*AIM OF THE TASK*.
Write the data out again, character for character, with no images.

*GIVEN RECORDS*.
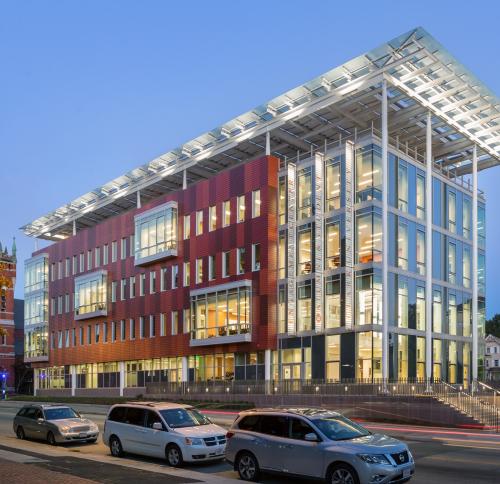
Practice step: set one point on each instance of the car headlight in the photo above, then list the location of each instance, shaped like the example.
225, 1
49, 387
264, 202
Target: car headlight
374, 458
193, 441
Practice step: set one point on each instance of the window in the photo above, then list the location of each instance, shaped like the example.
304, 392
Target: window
152, 282
199, 222
332, 255
256, 203
142, 283
452, 262
175, 276
186, 321
186, 274
332, 302
211, 267
226, 213
114, 251
452, 212
402, 186
304, 248
221, 313
240, 260
402, 303
225, 264
241, 208
420, 309
132, 328
304, 306
421, 252
403, 245
437, 312
282, 255
142, 329
282, 206
199, 271
123, 249
175, 322
132, 245
212, 218
368, 237
368, 173
163, 279
113, 291
255, 257
156, 233
132, 286
91, 295
369, 298
304, 193
333, 358
452, 314
152, 328
466, 265
420, 189
332, 184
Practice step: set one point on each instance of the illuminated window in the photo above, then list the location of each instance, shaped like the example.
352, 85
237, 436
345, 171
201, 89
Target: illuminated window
226, 213
332, 184
212, 218
332, 256
241, 208
256, 202
304, 192
305, 259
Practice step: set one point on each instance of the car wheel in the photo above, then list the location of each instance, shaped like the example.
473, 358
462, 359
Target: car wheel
247, 467
342, 474
174, 455
20, 433
115, 446
51, 440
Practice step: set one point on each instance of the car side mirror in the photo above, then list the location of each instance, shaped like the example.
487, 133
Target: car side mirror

*RESULT OF THIS EXERCISE*.
Practice step: set one point on each instance of the car headlight in the photo above, then list the location of each instance, shaped like the example.
225, 1
49, 387
264, 202
Target: car headlight
374, 458
193, 441
Practice step: set one point on each instance of the window in the photo above, then list the location of each instance, shaped like the example.
304, 392
Target: window
152, 282
199, 222
332, 255
256, 203
142, 283
452, 262
175, 276
186, 321
186, 274
332, 302
211, 267
226, 213
114, 251
452, 212
402, 186
304, 248
221, 313
240, 260
402, 303
225, 264
241, 208
420, 309
132, 328
304, 306
421, 252
403, 245
437, 312
282, 255
142, 329
282, 206
199, 271
123, 249
175, 322
132, 245
212, 218
368, 237
368, 173
163, 279
113, 291
255, 257
156, 233
132, 286
91, 295
369, 298
304, 193
333, 358
452, 314
152, 328
466, 265
420, 189
332, 184
Practice step: set one point on each instance of the illuminated window in the photo above, then list the location of each instance, shaped like the example.
352, 85
237, 436
345, 171
201, 89
Target: illuminated window
226, 213
332, 184
212, 218
332, 256
241, 208
256, 202
304, 192
305, 259
Practice step: set one point on each instance of the car wheel in the photo above, then list the location of each instance, shaped like the example.
473, 358
462, 359
Target: car wheel
247, 467
342, 474
174, 455
20, 433
115, 446
51, 440
Practice step: set one point on each instance of the car side mirror in the photo above, then list the location of each instance, shaped like the example.
487, 133
Target: car side mirror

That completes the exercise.